# START OF Entries shown

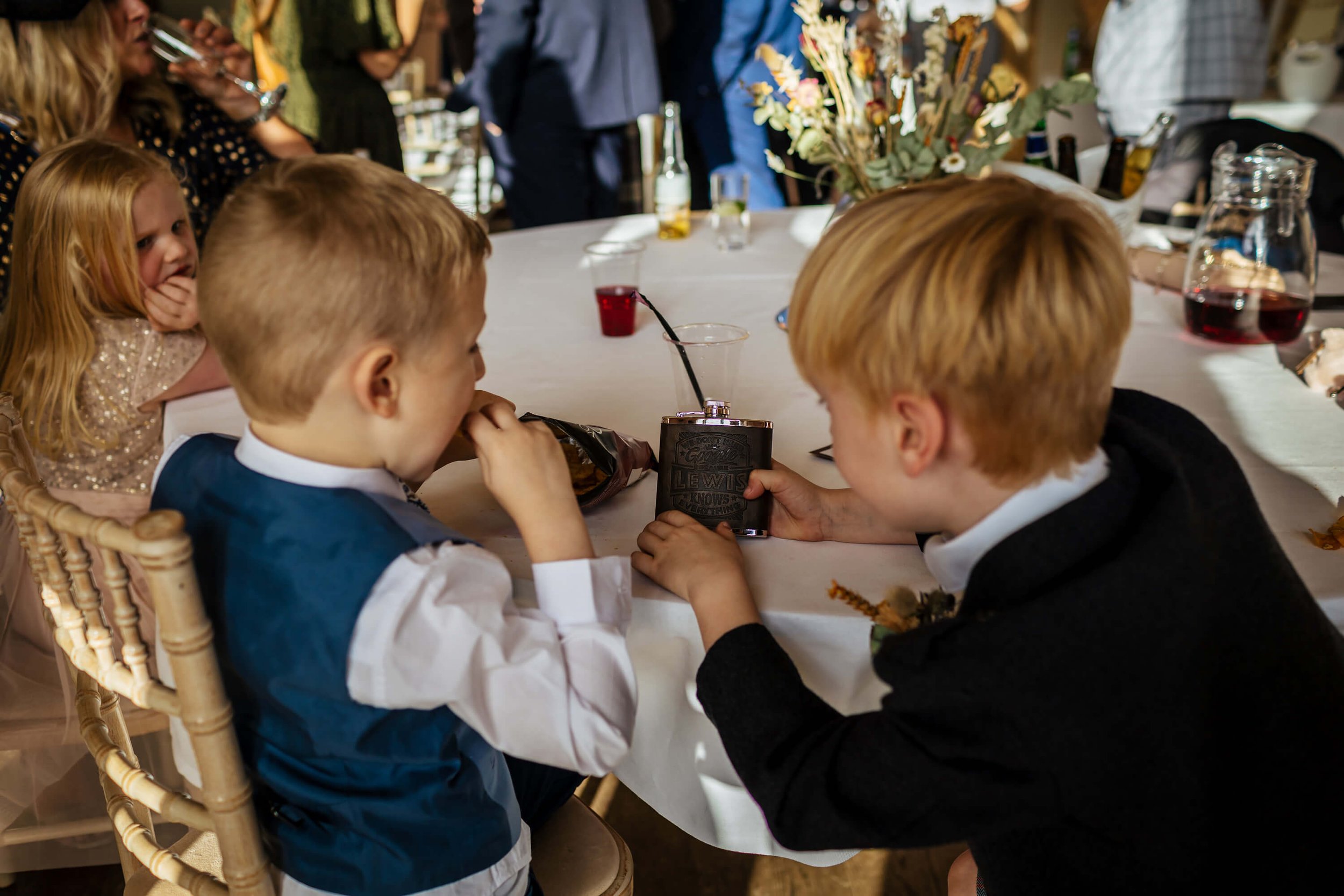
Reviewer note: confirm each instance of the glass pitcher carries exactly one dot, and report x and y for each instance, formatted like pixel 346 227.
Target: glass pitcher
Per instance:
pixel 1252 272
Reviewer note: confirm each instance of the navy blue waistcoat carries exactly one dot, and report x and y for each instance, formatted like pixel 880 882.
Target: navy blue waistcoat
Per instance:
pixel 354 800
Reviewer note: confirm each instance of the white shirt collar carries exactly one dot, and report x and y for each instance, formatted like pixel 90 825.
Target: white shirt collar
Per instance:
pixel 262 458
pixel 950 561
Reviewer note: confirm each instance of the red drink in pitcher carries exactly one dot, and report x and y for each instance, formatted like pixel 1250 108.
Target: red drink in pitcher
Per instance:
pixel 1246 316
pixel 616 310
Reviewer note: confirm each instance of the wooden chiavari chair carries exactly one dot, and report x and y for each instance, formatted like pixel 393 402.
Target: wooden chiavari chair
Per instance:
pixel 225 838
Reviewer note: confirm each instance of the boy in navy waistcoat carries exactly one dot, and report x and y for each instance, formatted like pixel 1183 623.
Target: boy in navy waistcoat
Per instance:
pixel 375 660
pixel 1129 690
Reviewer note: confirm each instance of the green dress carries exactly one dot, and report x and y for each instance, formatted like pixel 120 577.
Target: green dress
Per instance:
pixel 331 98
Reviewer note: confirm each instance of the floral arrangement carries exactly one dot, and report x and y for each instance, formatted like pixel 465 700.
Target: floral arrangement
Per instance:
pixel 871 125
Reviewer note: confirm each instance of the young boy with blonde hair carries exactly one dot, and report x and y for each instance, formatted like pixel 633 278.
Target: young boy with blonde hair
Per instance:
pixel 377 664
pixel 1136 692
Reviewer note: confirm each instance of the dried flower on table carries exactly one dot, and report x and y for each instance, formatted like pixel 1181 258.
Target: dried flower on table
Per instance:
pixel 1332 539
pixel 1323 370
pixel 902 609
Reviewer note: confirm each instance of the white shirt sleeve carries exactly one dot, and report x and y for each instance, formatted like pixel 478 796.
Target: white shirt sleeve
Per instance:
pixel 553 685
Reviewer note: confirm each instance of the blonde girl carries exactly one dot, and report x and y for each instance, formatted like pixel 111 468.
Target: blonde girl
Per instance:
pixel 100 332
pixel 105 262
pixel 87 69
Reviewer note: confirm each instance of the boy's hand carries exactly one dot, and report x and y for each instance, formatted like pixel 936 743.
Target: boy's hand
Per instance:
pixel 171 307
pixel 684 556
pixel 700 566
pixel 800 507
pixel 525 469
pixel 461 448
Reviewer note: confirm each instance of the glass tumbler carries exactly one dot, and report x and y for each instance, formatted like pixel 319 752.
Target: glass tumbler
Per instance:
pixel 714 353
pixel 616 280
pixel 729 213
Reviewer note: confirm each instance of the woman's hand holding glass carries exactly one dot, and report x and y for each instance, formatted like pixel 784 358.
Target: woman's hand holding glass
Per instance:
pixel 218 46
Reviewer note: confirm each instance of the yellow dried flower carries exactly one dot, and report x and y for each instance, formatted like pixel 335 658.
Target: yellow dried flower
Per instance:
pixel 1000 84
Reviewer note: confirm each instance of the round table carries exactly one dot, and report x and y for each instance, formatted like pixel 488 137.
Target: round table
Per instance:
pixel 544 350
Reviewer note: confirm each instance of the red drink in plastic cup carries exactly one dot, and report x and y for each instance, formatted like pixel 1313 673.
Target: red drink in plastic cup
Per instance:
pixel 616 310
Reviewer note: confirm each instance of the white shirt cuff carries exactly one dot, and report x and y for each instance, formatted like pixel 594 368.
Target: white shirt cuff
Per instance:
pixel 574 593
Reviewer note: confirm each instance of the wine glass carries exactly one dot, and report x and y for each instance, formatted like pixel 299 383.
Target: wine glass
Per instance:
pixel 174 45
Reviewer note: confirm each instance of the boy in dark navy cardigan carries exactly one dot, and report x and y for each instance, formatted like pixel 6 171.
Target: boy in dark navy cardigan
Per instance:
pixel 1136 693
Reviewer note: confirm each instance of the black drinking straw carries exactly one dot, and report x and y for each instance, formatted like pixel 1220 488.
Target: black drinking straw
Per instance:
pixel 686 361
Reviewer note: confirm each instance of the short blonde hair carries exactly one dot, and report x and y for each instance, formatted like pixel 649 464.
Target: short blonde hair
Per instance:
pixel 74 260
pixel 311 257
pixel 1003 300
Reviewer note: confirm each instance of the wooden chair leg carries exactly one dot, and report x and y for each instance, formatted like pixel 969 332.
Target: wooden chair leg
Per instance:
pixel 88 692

# END OF Entries shown
# START OF Entries shown

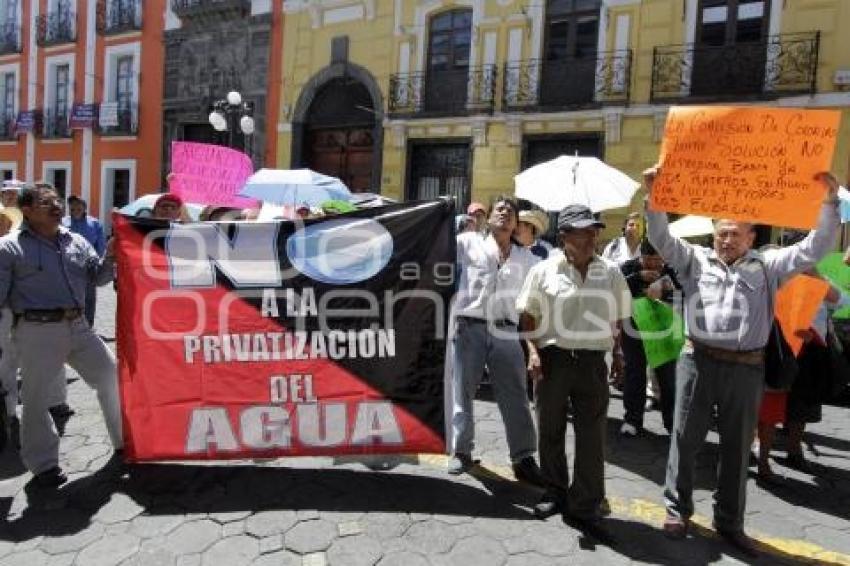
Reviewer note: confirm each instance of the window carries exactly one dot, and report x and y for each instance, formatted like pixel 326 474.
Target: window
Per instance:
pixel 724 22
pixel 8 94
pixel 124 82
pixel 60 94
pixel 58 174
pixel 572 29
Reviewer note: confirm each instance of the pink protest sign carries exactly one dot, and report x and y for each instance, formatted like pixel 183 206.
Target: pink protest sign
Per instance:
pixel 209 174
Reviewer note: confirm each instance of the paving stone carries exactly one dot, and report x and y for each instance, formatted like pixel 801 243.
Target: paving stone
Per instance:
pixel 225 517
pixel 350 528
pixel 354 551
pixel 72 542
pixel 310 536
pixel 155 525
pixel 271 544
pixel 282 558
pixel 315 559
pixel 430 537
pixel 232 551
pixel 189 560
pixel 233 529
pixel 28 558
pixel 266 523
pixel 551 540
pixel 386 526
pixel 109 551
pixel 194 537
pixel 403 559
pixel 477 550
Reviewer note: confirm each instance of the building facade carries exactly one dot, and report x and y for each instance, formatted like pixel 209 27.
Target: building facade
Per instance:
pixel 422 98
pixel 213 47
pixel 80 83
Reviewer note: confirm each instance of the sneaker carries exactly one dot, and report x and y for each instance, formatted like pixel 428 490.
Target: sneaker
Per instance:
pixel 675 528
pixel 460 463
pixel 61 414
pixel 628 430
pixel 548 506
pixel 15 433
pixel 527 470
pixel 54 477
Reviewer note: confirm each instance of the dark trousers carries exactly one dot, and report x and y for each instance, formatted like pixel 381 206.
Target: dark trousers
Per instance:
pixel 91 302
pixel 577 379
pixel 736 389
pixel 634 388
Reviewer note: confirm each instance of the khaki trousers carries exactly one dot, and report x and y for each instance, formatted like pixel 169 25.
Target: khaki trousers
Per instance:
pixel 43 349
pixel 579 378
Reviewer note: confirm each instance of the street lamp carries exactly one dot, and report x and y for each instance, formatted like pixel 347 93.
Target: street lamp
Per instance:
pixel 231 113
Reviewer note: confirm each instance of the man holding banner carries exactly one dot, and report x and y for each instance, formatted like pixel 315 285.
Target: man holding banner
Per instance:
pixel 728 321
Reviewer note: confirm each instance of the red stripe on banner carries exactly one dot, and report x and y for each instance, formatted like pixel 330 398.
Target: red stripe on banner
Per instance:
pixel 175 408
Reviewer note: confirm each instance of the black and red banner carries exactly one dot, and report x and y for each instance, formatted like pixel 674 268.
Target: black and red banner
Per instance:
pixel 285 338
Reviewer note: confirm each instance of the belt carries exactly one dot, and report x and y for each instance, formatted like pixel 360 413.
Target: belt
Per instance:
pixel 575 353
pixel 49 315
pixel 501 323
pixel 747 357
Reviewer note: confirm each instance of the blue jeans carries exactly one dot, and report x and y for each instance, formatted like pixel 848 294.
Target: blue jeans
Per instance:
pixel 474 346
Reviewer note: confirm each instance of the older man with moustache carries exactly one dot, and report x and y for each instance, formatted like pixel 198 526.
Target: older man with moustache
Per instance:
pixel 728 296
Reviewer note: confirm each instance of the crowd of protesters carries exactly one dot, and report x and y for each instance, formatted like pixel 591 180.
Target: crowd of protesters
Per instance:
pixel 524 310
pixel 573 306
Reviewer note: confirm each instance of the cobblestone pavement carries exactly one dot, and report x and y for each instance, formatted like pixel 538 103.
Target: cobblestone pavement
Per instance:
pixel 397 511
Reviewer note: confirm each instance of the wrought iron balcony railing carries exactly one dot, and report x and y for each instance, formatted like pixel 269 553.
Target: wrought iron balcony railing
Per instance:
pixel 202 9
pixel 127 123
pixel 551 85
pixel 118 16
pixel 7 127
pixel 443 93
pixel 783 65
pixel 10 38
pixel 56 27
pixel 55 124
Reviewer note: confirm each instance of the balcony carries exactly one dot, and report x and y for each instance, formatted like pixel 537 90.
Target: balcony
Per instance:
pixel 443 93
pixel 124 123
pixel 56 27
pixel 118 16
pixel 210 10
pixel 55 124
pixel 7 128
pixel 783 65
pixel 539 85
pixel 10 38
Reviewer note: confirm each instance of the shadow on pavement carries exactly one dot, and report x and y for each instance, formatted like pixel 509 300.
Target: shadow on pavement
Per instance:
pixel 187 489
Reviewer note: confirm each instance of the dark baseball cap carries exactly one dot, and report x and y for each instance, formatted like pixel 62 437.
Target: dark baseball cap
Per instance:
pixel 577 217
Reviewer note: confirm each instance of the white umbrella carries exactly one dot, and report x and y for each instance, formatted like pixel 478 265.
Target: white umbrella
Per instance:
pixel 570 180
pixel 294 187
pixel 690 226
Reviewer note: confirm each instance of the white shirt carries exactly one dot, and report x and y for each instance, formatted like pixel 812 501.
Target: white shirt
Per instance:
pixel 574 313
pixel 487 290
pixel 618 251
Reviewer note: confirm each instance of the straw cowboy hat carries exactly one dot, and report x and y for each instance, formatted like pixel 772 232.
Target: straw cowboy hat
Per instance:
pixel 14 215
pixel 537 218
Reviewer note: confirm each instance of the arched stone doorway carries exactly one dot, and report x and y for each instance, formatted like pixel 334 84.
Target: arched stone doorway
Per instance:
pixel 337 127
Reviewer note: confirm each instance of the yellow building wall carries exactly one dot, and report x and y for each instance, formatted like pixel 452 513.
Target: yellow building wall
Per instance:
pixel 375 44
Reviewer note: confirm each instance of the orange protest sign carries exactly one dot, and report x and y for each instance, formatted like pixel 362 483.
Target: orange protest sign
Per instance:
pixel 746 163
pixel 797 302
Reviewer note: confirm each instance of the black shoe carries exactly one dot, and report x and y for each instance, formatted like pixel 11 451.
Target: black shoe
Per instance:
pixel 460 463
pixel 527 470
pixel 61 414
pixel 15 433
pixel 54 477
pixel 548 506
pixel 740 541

# END OF Entries shown

Task to carry out
Copy out, word for word, the part that opens with the line containing "Reviewer note: confirm each instance of the shadow" and closes with the line containing "pixel 690 226", keeping both of those lines.

Solved problem
Reviewer note: confirm each instance of the shadow on pavement carries exactly one dot, and report x and y for each instance, formatted like pixel 509 300.
Target: shadow on pavement
Per instance:
pixel 187 489
Reviewer note: confirm each instance of the dark baseball cap carries exactly one dot, and report x and y for each instance, formatted like pixel 62 437.
Target: dark baseball cap
Per instance:
pixel 577 217
Reviewer note: confirm each instance of the white umbrella carries exactly one dot, and report x and y for each instance, formatted like pixel 478 265.
Target: white umbrella
Per instance:
pixel 570 180
pixel 294 187
pixel 690 226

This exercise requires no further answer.